→ WORK TO DO
Print the passage of the hacking article below starting with "How did Eve" and going on through "only she knew.", reproducing it word for word.

→ QUOTED PASSAGE

****

Shhh… Anatomy of a Hack – What Should You Do After You're Hacked?

Ever wonder what happens when one’s hacked?

Here’s an insightful chilling account of how one victim attempted to trace the hacker who invaded into his onlife life and Bitcoin wallet.

Hacked-AnatomyOfAHack

Anatomy of a Hack

In the early morning hours of October 21st, 2014, Partap Davis lost $3,000. He had gone to sleep just after 2AM in his Albuquerque, New Mexico, home after a late night playing World of Tanks. While he slept, an attacker undid every online security protection he set up. By the time he woke up, most of his online life had been compromised: two email accounts, his phone, his Twitter, his two-factor authenticator, and most importantly, his bitcoin wallets.

Davis was careful when it came to digital security. He chose strong passwords and didn’t click on bogus links. He used two-factor authentication with Gmail, so when he logged in from a new computer, he had to type in six digits that were texted to his phone, just to make sure it was him. He had made some money with the rise of bitcoin and held onto the bitcoin in three protected wallets, managed by Coinbase, Bitstamp, and BTC-E. He also used two-factor with the Coinbase and BTC-E accounts. Any time he wanted to access them, he had to verify the login with Authy, a two-factor authenticator app on his phone.

Other than the bitcoin, Davis wasn’t that different from the average web user. He makes his living coding, splitting time between building video education software and a patchwork of other jobs. On the weekends, he snowboards, exploring the slopes around Los Alamos. This is his 10th year in Albuquerque; last year, he turned 40.

After the hack, Davis spent weeks tracking down exactly how it had happened, piecing together a picture from access logs and reluctant customer service reps. Along the way, he reached out to The Verge, and we added a few more pieces to the puzzle. We still don’t know everything — in particular, we don’t know who did it — but we know enough to say how they did it, and the points of failure sketch out a map of the most glaring vulnerabilities of our digital lives.

Mail.com

It started with Davis’ email. When he was first setting up an email account, Davis found that Partap@gmail.com was taken, so he chose a Mail.com address instead, setting up Partap@mail.com to forward to a less memorably named Gmail address.

Some time after 2AM on October 21st, that link was broken. Someone broke into Davis’ mail.com account and stopped the forwarding. Suddenly there was a new phone number attached to the account — a burner Android device registered in Florida. There was a new backup email too, swagger@mailinator.com, which is still the closest thing we have to the attacker’s name.

For simplicity’s sake, we’ll call her Eve.

How did Eve get in? We can’t say for sure, but it’s likely that she used a script to target a weakness in Mail.com’s password reset page. We know such a script existed. For months, users on the site Hackforum had been selling access to a script that reset specific account passwords on Mail.com. It was an old exploit by the time Davis was targeted, and the going rate was $5 per account. It’s unclear how the exploit worked and whether it has been closed in the months since, but it did exactly what Eve needed. Without any authentication, she was able to reset Davis’ password to a string of characters that only she knew.

****

→ EXTRACTED DATA
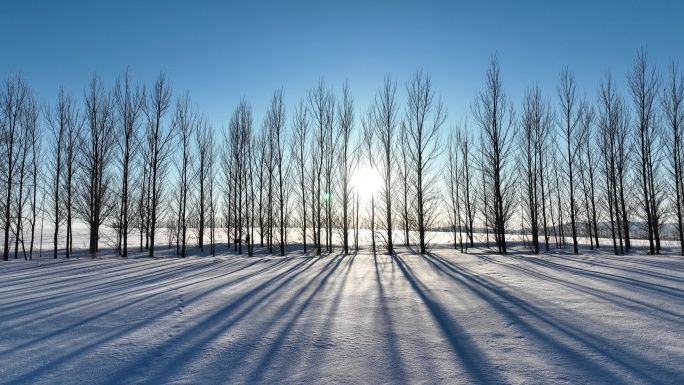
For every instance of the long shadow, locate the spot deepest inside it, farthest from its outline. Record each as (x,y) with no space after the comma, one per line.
(399,375)
(95,299)
(613,278)
(465,350)
(107,289)
(637,366)
(624,301)
(261,368)
(192,339)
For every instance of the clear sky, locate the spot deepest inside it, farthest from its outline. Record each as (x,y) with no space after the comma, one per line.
(220,51)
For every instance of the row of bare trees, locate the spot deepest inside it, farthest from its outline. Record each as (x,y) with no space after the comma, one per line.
(128,158)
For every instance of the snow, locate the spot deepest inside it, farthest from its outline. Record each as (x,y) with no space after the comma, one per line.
(445,317)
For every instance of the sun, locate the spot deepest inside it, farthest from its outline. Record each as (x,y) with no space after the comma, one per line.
(367,182)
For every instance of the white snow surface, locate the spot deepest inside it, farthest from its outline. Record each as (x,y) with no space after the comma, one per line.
(445,317)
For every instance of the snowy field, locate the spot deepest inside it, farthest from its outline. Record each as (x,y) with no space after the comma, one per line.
(446,317)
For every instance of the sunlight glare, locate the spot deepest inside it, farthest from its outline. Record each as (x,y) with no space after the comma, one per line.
(367,181)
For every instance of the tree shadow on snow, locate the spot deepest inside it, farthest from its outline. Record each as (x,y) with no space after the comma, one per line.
(590,353)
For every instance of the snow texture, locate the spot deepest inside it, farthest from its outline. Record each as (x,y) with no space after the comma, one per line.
(445,317)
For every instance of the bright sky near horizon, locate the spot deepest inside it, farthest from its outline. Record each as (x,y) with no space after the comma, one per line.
(221,51)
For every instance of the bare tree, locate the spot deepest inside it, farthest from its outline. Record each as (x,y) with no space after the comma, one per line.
(203,138)
(34,134)
(130,102)
(28,121)
(493,112)
(466,179)
(424,118)
(275,121)
(405,181)
(211,171)
(567,100)
(185,123)
(369,154)
(672,105)
(384,121)
(452,171)
(300,137)
(346,160)
(322,110)
(15,92)
(240,127)
(587,171)
(96,203)
(159,142)
(643,86)
(532,119)
(58,119)
(613,124)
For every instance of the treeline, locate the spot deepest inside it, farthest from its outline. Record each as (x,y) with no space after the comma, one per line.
(555,168)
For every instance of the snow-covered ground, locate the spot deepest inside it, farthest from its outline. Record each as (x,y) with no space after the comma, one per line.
(446,317)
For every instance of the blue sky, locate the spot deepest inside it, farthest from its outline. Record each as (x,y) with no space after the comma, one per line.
(221,51)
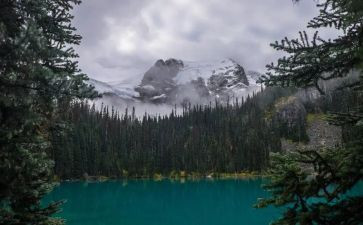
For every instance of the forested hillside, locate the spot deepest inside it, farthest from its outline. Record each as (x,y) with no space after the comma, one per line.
(214,138)
(203,139)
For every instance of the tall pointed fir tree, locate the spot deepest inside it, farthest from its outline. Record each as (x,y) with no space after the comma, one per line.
(314,185)
(37,74)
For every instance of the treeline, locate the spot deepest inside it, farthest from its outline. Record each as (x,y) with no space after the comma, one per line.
(212,138)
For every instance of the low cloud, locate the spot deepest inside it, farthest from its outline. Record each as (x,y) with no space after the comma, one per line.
(123,38)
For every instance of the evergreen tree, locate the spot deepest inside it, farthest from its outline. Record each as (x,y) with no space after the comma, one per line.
(37,74)
(313,185)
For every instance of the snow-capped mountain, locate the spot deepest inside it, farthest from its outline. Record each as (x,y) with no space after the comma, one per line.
(178,82)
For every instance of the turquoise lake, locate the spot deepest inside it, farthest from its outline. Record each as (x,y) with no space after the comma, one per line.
(148,202)
(166,202)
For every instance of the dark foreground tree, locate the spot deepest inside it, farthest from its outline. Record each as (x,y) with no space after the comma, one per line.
(314,185)
(37,73)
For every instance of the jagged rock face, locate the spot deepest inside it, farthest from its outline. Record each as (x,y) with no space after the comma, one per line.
(157,82)
(174,81)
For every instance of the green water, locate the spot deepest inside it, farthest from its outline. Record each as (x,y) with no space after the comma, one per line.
(140,202)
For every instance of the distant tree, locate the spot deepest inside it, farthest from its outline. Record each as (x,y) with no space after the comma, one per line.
(37,74)
(312,184)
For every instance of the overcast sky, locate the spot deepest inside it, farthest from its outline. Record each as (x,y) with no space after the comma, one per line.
(123,38)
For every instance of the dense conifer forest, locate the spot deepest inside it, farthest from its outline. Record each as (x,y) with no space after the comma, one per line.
(204,139)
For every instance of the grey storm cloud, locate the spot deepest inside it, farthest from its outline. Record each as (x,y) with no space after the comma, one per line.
(123,38)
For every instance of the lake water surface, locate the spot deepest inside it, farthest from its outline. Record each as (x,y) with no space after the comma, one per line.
(148,202)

****

→ CORRECT OUTPUT
How did Eve get in? We can’t say for sure, but it’s likely that she used a script to target a weakness in Mail.com’s password reset page. We know such a script existed. For months, users on the site Hackforum had been selling access to a script that reset specific account passwords on Mail.com. It was an old exploit by the time Davis was targeted, and the going rate was $5 per account. It’s unclear how the exploit worked and whether it has been closed in the months since, but it did exactly what Eve needed. Without any authentication, she was able to reset Davis’ password to a string of characters that only she knew.